## WHAT TO DO
Please copy the stretch of the records below from the line containing "If it's not too much trouble, could you box the boy" through the end of the records, leaving every line unchanged.

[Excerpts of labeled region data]
────────────────────

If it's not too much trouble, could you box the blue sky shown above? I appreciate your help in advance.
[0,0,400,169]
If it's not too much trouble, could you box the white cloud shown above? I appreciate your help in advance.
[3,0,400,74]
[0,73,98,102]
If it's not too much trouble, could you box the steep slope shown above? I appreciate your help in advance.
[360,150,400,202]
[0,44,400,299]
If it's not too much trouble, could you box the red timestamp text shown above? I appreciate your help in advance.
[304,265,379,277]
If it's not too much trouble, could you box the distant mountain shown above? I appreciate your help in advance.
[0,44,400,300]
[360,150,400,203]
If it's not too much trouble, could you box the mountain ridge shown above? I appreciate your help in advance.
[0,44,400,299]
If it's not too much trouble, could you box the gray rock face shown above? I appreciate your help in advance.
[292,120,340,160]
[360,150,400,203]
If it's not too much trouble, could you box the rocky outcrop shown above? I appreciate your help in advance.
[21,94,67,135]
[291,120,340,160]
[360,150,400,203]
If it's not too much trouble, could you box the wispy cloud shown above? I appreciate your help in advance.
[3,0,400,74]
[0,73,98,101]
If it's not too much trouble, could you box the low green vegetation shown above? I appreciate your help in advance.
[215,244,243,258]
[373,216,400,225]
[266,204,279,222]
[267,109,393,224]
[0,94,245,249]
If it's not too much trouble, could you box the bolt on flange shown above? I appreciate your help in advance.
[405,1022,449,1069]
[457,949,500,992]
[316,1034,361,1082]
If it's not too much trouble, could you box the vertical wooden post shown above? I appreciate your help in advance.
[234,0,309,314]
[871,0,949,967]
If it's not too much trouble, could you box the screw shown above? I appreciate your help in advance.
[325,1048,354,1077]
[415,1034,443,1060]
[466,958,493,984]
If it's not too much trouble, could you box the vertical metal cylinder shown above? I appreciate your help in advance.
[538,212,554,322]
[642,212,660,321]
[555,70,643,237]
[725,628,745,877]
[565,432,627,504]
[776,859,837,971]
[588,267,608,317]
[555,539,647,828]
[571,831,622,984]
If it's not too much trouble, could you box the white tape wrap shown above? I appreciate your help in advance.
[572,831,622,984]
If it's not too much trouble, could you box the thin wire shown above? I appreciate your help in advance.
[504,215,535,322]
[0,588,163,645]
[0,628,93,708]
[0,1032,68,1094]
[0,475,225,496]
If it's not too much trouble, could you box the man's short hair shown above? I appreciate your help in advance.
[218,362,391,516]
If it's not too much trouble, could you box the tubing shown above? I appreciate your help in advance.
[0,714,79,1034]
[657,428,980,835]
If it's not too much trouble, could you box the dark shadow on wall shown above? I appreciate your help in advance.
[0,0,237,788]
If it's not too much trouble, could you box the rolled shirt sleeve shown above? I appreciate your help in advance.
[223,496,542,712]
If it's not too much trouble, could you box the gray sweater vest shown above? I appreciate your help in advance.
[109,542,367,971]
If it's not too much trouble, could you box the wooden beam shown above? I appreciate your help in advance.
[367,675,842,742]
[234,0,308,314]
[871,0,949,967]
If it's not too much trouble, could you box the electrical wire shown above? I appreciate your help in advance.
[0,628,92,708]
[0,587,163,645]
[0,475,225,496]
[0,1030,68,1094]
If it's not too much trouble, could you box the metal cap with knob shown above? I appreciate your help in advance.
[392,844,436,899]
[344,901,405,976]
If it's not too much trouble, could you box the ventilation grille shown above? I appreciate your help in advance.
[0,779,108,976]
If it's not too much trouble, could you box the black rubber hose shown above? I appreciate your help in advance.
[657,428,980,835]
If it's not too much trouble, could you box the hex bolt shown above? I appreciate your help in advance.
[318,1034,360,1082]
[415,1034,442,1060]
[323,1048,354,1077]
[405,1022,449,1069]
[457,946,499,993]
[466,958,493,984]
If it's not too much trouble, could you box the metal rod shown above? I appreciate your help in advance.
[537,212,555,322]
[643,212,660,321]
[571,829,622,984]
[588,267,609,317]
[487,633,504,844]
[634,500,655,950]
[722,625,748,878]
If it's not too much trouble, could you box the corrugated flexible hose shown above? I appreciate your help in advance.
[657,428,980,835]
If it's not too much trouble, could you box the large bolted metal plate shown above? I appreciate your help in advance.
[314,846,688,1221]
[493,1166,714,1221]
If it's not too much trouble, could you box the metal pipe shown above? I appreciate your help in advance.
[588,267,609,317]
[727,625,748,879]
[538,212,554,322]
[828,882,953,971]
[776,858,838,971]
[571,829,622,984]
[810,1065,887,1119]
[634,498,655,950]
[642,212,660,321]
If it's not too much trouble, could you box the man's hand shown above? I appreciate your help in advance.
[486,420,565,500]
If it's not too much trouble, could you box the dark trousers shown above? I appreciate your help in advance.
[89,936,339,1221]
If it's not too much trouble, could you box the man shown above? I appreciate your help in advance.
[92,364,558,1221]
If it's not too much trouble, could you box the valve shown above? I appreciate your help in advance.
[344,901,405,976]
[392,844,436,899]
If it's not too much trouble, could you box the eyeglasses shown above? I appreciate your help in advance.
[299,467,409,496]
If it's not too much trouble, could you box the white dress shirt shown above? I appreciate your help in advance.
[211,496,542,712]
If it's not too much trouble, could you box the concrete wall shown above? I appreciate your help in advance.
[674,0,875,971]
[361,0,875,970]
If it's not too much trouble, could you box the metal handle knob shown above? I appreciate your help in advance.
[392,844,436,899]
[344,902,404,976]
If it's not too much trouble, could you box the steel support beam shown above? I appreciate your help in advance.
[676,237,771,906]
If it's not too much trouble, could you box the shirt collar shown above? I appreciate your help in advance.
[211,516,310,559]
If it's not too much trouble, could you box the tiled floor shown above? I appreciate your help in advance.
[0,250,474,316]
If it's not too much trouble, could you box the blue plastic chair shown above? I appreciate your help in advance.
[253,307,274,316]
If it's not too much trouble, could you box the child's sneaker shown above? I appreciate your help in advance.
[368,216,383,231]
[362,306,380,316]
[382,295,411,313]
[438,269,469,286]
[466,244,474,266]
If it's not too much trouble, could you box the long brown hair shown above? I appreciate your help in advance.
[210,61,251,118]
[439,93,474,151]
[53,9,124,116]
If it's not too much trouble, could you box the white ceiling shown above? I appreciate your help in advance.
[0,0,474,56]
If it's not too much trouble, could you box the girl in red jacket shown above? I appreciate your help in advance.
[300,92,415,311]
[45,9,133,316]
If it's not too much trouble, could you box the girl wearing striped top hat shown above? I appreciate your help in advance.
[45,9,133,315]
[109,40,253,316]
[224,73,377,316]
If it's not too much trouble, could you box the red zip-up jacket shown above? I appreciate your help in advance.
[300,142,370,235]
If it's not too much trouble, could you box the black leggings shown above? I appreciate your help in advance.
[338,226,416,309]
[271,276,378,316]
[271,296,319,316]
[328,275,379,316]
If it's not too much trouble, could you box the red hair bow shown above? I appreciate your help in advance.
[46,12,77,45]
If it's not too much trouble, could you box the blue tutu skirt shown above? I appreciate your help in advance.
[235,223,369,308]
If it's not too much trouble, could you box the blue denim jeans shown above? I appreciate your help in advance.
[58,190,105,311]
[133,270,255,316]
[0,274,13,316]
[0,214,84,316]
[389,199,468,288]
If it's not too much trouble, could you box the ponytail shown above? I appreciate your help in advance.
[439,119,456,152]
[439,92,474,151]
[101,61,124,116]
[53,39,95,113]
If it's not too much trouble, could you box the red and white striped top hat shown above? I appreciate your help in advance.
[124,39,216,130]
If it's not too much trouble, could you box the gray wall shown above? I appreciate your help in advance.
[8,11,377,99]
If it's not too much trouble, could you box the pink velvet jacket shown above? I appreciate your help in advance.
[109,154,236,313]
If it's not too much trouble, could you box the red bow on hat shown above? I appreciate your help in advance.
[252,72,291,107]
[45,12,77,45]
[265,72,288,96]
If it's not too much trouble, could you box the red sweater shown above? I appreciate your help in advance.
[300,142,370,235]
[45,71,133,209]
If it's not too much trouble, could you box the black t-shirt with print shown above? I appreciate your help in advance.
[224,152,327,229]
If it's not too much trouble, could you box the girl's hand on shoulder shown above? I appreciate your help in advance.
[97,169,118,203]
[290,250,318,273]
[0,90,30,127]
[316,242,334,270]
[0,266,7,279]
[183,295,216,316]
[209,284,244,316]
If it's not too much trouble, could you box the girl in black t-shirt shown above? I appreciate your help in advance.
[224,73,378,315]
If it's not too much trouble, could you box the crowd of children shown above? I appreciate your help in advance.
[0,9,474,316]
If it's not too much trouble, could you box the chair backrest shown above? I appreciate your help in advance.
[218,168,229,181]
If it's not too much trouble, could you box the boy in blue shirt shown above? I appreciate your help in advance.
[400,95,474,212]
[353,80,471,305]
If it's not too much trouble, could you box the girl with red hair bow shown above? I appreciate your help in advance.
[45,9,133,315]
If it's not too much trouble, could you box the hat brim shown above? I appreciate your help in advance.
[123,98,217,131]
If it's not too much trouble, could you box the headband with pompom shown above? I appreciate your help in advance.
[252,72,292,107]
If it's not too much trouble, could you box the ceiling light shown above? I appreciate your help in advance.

────────────────────

## EXPECTED OUTPUT
If it's not too much trouble, could you box the boy in blue shirt shown above? I appreciate your help in advance.
[400,95,474,212]
[353,80,471,305]
If it's not too much trouble, could you box the girl with red hair bow shown above? I appreciate your help in advance.
[45,9,133,315]
If it's not too much trouble, could you box the hat brim shown above? I appreciate your help in advance.
[123,98,217,131]
If it's not too much trouble, could you box the headband with pompom shown above? I appreciate your help in advance.
[252,72,292,107]
If it's not too much trouble, could you box the ceiling light shown above? I appreciate your help in advance.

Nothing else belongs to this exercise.